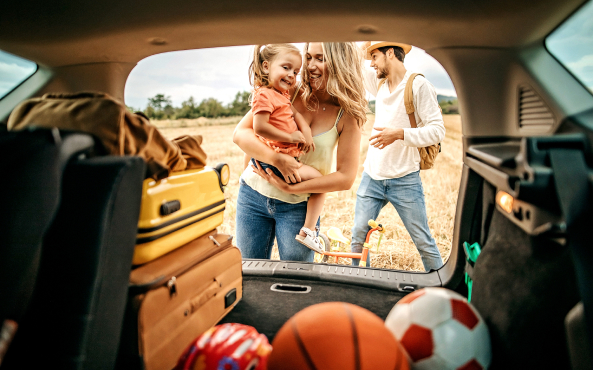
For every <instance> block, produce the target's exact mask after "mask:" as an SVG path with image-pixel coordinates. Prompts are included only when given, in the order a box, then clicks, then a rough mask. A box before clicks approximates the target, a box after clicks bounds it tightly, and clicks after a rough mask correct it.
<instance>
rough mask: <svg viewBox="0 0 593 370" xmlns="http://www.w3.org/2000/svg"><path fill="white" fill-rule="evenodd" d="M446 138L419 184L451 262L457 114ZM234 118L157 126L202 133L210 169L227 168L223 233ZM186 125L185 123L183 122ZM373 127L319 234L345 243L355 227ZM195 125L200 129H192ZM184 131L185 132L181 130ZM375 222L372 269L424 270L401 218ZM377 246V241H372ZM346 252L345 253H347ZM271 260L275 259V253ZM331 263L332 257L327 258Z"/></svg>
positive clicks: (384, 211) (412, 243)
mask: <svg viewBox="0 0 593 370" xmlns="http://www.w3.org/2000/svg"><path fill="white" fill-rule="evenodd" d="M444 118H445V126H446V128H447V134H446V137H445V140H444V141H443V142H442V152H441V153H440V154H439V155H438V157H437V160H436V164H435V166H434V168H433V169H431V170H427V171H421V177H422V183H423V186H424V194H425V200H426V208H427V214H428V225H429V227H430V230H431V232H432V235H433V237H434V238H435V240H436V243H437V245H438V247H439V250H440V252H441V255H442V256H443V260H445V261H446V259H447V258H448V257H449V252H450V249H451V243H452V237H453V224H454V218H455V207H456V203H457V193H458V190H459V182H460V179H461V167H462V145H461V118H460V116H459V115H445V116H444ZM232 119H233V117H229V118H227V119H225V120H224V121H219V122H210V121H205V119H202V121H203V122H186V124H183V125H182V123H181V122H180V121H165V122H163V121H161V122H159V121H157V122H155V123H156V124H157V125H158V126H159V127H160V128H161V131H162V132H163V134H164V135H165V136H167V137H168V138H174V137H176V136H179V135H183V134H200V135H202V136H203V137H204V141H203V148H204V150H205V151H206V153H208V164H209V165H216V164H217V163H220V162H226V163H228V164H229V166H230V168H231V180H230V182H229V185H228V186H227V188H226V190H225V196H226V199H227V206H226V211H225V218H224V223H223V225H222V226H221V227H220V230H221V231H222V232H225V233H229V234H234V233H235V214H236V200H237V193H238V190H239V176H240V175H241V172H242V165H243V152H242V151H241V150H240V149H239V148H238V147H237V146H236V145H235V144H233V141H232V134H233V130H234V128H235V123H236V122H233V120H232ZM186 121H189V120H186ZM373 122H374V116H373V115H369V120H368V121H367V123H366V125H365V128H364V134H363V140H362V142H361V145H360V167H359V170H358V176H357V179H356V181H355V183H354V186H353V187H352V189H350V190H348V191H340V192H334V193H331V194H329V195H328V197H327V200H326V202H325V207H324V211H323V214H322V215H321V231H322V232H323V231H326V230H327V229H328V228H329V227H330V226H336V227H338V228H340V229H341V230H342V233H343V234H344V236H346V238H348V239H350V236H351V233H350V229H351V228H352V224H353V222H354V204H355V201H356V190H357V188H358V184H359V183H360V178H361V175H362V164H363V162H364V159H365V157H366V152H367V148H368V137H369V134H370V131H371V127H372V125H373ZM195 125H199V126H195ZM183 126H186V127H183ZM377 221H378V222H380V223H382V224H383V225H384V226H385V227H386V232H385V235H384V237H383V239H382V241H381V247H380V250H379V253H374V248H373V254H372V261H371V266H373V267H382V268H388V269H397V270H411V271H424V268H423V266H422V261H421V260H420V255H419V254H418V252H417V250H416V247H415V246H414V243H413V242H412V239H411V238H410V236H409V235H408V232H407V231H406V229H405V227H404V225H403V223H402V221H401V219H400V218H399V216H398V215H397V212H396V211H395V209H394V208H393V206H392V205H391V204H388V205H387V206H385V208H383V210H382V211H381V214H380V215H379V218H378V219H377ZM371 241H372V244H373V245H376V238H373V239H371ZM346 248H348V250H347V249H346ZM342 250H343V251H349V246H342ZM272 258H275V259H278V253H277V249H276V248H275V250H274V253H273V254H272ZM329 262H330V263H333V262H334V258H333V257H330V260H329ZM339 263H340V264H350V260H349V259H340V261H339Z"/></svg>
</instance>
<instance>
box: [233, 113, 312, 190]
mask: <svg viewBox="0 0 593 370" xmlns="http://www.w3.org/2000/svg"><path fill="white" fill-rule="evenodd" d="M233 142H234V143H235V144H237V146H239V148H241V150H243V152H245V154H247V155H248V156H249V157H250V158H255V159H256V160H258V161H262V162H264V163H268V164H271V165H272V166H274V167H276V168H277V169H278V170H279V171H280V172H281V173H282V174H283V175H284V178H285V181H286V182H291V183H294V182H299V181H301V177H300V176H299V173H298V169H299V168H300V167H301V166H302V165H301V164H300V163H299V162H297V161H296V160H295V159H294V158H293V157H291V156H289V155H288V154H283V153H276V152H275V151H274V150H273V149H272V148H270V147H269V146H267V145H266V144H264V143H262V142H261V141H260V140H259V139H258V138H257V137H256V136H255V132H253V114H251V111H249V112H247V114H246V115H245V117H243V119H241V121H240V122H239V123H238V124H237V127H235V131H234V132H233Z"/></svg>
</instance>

-----

→ **Task**
The output should consist of every entry above, printed exactly, with the images removed.

→ **Response to this task**
For every <instance> block, produce the target's exact mask after "mask:" as an SVG path with image-pixel coordinates. Prompts are included only when given, in the order a box, then clicks, then a rough mask. A box before clicks approximates the target, a box after clicks bounds it tightly, and clicks after a rough mask correct it.
<instance>
rough mask: <svg viewBox="0 0 593 370" xmlns="http://www.w3.org/2000/svg"><path fill="white" fill-rule="evenodd" d="M446 138L419 184L451 262L457 114ZM234 118L157 126L202 133L210 169L227 168L223 233ZM186 125L185 123L183 122ZM373 127L319 234L345 243L355 227ZM195 125L200 129H192ZM184 131L185 132L181 130ZM375 222L372 269L424 270L401 218ZM377 246V241H372ZM346 252L345 253H347ZM271 260L275 259V253ZM331 263L332 257L327 258Z"/></svg>
positive clicks: (384, 211) (412, 243)
mask: <svg viewBox="0 0 593 370" xmlns="http://www.w3.org/2000/svg"><path fill="white" fill-rule="evenodd" d="M444 118H445V126H446V128H447V134H446V137H445V140H444V141H443V142H442V152H441V153H440V154H439V155H438V157H437V160H436V164H435V166H434V168H433V169H431V170H427V171H421V177H422V183H423V186H424V194H425V200H426V208H427V214H428V225H429V227H430V230H431V232H432V235H433V237H434V238H435V240H436V243H437V245H438V247H439V250H440V252H441V255H442V256H443V260H445V261H446V259H447V258H448V257H449V252H450V249H451V243H452V237H453V224H454V218H455V207H456V203H457V193H458V190H459V182H460V179H461V167H462V145H461V118H460V116H459V115H445V116H444ZM232 119H233V117H229V118H227V119H225V120H224V121H219V122H210V121H205V119H202V121H203V122H186V124H183V125H182V123H181V122H180V121H165V122H163V121H161V122H159V121H157V122H155V123H156V124H157V125H158V126H159V127H160V128H161V131H162V132H163V134H164V135H165V136H167V137H168V138H174V137H176V136H179V135H183V134H200V135H202V136H203V137H204V141H203V148H204V150H205V151H206V153H208V164H209V165H216V164H217V163H220V162H226V163H228V164H229V166H230V168H231V180H230V182H229V185H228V186H227V188H226V190H225V196H226V199H227V206H226V211H225V218H224V223H223V225H222V226H221V227H220V230H221V231H222V232H225V233H229V234H234V233H235V214H236V200H237V193H238V190H239V176H240V175H241V172H242V165H243V152H242V151H241V150H240V149H239V148H238V147H237V146H236V145H235V144H233V141H232V134H233V130H234V128H235V123H236V122H233V120H232ZM186 121H189V120H186ZM373 122H374V116H373V115H369V120H368V121H367V123H366V125H365V128H364V134H363V140H362V142H361V145H360V167H359V170H358V176H357V179H356V181H355V183H354V186H353V187H352V189H350V190H348V191H340V192H334V193H331V194H329V195H328V197H327V200H326V202H325V207H324V211H323V214H322V215H321V231H322V232H323V231H326V230H327V229H328V228H329V227H330V226H336V227H338V228H340V229H341V230H342V233H343V234H344V236H346V238H348V239H350V236H351V233H350V229H351V228H352V224H353V222H354V204H355V201H356V190H357V188H358V184H359V183H360V178H361V175H362V164H363V162H364V159H365V157H366V152H367V148H368V137H369V134H370V131H371V127H372V125H373ZM195 125H199V126H195ZM183 126H186V127H183ZM377 221H378V222H380V223H382V224H383V225H384V226H385V227H386V232H385V235H384V237H383V239H382V241H381V247H380V250H379V253H374V248H373V254H372V261H371V266H373V267H382V268H388V269H397V270H411V271H424V268H423V266H422V261H421V260H420V255H419V254H418V252H417V250H416V247H415V246H414V243H413V242H412V239H411V238H410V236H409V235H408V232H407V231H406V229H405V227H404V225H403V223H402V221H401V219H400V218H399V216H398V215H397V212H396V211H395V209H394V208H393V206H392V205H391V204H388V205H387V206H385V208H383V210H382V211H381V214H380V215H379V218H378V219H377ZM371 241H372V244H373V245H376V238H373V239H371ZM346 248H348V250H347V249H346ZM342 250H343V251H349V246H342ZM272 258H275V259H278V253H277V249H276V248H275V250H274V253H273V254H272ZM329 262H330V263H333V262H334V258H333V257H330V260H329ZM339 263H340V264H350V260H349V259H340V261H339Z"/></svg>
</instance>
<instance>
box: [233, 113, 312, 190]
mask: <svg viewBox="0 0 593 370" xmlns="http://www.w3.org/2000/svg"><path fill="white" fill-rule="evenodd" d="M233 142H234V143H235V144H237V146H239V148H241V150H243V152H245V154H247V155H248V156H249V157H250V158H255V159H256V160H258V161H262V162H264V163H268V164H271V165H272V166H274V167H276V168H277V169H278V170H279V171H280V172H281V173H282V174H283V175H284V178H285V181H286V182H291V183H294V182H299V181H301V177H300V176H299V173H298V169H299V168H300V167H301V166H302V165H301V164H300V163H299V162H297V161H296V160H295V159H294V158H293V157H291V156H289V155H288V154H283V153H276V152H275V151H274V150H273V149H272V148H270V147H269V146H267V145H266V144H264V143H262V142H261V141H260V140H259V139H258V138H257V137H256V136H255V132H253V114H251V111H249V112H247V114H246V115H245V117H243V119H241V121H240V122H239V123H238V124H237V127H235V131H234V132H233Z"/></svg>
</instance>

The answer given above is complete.